Image point grounding data
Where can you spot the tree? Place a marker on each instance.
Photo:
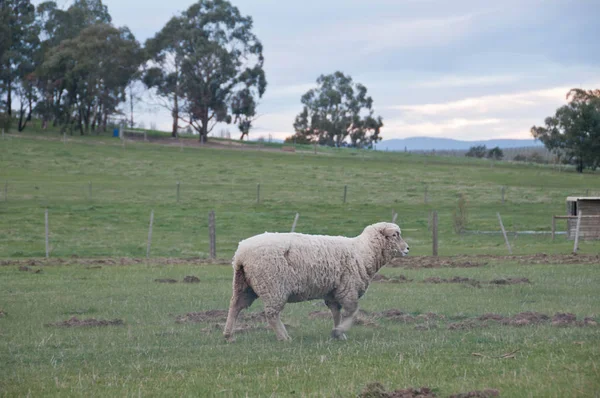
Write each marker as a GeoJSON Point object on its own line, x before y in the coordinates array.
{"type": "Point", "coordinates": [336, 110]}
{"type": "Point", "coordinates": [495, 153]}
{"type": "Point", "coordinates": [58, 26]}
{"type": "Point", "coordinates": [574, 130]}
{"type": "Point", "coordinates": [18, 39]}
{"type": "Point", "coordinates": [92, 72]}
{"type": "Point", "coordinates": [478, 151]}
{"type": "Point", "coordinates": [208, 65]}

---

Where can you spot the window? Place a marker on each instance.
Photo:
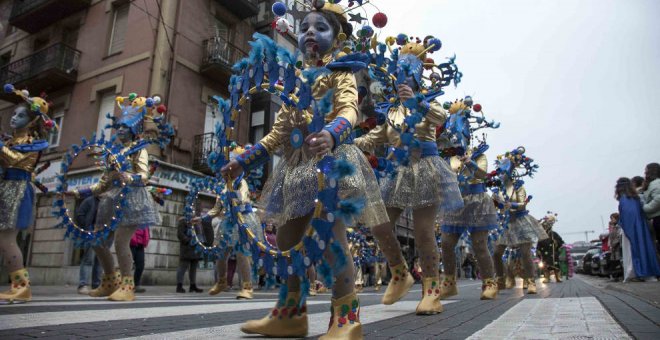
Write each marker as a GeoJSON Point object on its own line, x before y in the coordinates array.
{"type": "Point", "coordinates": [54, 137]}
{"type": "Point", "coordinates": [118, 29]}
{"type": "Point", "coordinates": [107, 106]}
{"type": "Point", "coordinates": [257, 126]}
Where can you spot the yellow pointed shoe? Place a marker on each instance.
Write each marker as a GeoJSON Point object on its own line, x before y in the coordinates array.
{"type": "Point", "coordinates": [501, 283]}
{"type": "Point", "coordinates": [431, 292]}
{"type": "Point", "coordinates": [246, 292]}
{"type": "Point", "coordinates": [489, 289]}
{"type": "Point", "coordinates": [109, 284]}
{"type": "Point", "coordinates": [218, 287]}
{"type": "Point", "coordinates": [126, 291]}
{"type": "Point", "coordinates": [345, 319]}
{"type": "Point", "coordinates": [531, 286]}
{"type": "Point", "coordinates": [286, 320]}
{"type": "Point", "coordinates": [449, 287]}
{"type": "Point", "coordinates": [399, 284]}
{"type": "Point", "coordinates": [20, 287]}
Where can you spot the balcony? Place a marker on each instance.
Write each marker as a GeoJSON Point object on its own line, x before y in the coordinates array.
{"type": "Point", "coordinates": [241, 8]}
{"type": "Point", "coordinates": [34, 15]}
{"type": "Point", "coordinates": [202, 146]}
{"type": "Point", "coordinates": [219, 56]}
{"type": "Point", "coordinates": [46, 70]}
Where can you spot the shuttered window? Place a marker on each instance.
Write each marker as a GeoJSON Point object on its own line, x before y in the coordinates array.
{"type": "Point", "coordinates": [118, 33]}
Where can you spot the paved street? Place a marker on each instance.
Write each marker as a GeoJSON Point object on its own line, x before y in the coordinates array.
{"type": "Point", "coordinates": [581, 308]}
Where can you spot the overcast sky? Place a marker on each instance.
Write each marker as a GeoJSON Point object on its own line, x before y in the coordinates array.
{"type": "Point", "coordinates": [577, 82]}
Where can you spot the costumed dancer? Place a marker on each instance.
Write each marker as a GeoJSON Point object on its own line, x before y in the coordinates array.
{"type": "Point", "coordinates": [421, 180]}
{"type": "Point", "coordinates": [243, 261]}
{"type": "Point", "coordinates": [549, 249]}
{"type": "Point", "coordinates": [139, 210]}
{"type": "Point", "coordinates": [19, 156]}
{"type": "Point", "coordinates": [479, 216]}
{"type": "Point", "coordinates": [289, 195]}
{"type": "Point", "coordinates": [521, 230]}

Task prompt: Lines containing the word "Place": how many are there in the data above? Reply with only that number.

Exercise solution: 8